• _Problem statement_
Search the data for "instance" and copy every matching line.

• _Records to process_

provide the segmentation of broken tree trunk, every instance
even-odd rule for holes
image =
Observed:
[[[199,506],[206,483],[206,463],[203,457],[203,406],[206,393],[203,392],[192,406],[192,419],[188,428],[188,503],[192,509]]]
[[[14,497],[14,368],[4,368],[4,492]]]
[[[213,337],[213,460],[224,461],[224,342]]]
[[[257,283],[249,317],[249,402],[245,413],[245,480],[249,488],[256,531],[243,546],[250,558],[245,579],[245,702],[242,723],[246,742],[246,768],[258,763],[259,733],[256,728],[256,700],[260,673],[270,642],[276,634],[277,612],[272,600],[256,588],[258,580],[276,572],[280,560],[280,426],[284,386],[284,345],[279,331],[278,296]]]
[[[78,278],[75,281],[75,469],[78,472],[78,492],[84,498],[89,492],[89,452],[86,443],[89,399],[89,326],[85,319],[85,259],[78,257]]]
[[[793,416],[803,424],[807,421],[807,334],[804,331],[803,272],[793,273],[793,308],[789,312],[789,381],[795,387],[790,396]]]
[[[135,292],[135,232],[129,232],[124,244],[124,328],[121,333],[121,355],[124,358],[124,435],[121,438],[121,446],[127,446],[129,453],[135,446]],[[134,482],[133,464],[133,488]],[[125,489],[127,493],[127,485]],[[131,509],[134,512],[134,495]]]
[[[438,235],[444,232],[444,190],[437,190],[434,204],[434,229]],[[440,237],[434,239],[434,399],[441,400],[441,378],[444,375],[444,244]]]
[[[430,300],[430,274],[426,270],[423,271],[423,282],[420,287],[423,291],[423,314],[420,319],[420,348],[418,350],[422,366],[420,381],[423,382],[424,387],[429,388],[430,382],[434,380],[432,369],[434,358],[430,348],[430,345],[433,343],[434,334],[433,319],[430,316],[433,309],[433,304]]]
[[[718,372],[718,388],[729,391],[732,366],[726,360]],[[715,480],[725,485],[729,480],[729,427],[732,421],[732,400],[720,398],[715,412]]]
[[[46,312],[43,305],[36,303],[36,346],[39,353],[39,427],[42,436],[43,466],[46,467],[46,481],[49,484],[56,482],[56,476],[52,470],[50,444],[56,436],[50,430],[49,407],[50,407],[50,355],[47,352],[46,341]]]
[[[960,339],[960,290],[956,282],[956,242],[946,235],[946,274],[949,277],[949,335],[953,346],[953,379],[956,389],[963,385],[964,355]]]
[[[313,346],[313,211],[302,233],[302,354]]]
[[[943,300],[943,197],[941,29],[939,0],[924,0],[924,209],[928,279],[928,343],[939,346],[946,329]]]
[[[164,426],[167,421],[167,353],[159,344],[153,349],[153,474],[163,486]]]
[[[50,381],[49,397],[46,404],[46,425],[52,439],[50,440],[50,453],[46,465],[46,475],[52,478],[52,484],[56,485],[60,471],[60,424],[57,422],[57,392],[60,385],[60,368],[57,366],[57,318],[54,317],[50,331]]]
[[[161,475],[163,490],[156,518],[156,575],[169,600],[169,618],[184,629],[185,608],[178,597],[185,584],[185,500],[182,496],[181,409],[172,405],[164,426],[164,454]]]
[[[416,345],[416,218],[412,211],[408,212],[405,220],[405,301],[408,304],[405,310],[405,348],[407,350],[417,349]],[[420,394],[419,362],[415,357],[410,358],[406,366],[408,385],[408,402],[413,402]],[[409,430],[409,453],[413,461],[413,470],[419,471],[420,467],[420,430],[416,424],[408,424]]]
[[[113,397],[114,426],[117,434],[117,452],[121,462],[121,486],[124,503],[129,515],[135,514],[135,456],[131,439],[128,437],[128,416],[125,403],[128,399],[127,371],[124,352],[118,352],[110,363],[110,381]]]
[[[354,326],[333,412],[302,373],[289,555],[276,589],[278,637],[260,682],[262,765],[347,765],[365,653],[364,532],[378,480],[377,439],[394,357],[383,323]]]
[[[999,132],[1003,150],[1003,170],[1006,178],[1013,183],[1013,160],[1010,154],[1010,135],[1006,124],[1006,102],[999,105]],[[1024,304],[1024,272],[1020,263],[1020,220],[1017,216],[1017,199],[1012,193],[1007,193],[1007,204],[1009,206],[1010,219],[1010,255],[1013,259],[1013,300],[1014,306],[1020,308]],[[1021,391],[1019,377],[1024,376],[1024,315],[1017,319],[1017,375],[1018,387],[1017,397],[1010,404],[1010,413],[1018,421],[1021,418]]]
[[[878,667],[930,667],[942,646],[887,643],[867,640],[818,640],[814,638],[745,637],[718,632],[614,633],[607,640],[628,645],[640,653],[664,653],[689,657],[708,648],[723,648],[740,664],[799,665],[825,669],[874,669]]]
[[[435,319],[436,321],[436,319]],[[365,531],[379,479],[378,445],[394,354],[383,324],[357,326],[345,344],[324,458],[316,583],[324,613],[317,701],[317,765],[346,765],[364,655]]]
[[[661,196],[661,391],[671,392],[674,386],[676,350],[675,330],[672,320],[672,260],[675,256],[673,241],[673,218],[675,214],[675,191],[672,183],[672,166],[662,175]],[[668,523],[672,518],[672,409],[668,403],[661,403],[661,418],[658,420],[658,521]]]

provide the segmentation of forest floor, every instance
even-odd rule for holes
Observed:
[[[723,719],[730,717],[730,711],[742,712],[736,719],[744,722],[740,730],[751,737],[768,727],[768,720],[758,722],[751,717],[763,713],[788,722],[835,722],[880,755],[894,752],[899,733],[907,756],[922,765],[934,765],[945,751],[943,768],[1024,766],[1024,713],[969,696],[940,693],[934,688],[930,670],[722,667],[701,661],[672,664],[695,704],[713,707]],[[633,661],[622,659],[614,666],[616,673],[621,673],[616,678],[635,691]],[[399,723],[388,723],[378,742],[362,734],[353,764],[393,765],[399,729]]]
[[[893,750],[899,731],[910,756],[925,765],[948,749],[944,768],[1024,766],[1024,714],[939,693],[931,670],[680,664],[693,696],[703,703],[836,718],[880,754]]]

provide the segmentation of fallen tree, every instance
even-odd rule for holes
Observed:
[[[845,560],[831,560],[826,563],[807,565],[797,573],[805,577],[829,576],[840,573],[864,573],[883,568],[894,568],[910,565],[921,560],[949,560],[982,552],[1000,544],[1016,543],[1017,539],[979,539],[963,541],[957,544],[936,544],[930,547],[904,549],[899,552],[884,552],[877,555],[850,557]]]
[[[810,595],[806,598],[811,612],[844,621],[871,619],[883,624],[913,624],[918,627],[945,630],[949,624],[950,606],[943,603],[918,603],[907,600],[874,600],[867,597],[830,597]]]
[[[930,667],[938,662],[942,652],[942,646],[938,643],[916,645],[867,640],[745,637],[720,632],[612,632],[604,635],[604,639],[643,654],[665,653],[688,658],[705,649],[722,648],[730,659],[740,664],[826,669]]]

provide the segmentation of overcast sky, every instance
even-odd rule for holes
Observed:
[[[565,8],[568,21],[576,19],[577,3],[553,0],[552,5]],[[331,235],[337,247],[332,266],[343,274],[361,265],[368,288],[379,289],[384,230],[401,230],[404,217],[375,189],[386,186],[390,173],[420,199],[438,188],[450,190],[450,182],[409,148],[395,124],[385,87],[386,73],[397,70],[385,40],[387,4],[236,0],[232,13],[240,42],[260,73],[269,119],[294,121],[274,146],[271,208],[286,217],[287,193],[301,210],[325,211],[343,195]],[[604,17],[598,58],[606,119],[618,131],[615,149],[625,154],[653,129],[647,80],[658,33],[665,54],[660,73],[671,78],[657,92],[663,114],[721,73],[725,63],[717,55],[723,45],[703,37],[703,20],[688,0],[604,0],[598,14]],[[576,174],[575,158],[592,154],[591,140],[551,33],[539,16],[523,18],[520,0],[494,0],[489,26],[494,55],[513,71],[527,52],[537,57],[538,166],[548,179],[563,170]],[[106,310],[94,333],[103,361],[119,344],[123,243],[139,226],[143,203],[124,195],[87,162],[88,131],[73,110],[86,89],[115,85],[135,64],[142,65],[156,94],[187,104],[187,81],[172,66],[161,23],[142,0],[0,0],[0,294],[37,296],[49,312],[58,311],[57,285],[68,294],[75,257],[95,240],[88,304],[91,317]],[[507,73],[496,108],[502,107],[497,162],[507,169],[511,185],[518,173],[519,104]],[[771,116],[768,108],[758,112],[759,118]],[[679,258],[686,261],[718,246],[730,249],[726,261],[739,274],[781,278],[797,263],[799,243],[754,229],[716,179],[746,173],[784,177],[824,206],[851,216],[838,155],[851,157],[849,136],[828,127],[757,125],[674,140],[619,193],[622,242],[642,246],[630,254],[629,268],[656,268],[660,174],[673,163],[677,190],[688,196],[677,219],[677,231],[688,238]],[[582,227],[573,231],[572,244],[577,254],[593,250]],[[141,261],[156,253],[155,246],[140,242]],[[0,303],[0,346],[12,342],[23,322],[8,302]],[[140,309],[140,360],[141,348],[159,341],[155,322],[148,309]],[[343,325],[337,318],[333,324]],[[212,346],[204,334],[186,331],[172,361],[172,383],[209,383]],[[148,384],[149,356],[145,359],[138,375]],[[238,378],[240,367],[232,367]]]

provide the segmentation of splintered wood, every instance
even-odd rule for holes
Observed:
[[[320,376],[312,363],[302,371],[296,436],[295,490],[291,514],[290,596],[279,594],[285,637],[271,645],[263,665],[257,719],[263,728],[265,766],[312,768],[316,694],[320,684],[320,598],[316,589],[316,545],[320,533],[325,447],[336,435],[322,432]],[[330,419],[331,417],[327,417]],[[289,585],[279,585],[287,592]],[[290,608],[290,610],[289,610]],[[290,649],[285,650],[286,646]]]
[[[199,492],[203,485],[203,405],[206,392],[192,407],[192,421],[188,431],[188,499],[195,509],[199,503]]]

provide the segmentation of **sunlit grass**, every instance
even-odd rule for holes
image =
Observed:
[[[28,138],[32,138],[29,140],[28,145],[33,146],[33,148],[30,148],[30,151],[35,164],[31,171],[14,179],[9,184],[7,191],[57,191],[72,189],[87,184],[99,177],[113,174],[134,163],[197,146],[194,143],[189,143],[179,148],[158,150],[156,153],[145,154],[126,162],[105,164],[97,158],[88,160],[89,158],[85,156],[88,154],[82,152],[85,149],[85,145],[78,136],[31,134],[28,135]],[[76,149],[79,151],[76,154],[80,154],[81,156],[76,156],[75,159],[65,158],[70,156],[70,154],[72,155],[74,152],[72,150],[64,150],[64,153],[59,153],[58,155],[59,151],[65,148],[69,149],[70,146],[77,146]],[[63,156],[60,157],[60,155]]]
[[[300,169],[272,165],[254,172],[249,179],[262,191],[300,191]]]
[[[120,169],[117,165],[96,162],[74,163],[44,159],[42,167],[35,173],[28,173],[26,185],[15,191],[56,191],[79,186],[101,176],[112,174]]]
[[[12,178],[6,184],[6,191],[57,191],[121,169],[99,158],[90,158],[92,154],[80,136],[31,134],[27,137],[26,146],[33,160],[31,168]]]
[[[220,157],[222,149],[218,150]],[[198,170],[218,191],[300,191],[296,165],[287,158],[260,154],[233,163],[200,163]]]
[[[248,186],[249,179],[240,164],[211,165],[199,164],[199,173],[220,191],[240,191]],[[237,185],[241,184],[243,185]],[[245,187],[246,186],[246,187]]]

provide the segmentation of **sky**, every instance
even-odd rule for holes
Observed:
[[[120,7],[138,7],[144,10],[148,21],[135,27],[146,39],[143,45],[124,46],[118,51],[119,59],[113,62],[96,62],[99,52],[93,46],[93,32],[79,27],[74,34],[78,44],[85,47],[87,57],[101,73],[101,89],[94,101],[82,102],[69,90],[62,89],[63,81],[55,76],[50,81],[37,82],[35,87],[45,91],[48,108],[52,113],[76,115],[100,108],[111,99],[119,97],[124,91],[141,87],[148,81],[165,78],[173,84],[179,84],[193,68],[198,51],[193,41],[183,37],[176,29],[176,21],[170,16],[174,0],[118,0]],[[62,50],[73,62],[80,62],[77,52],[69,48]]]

• _Result below_
provide the segmentation of broken tree trunk, every instance
provide the segmentation of forest floor, every instance
provide the segmentation of fallen tree, every instance
provide the segmentation of overcast sky, every instance
provide the segmentation of splintered wood, every instance
provide the segmentation of **sunlit grass**, every instance
provide the segmentation of **sky**, every instance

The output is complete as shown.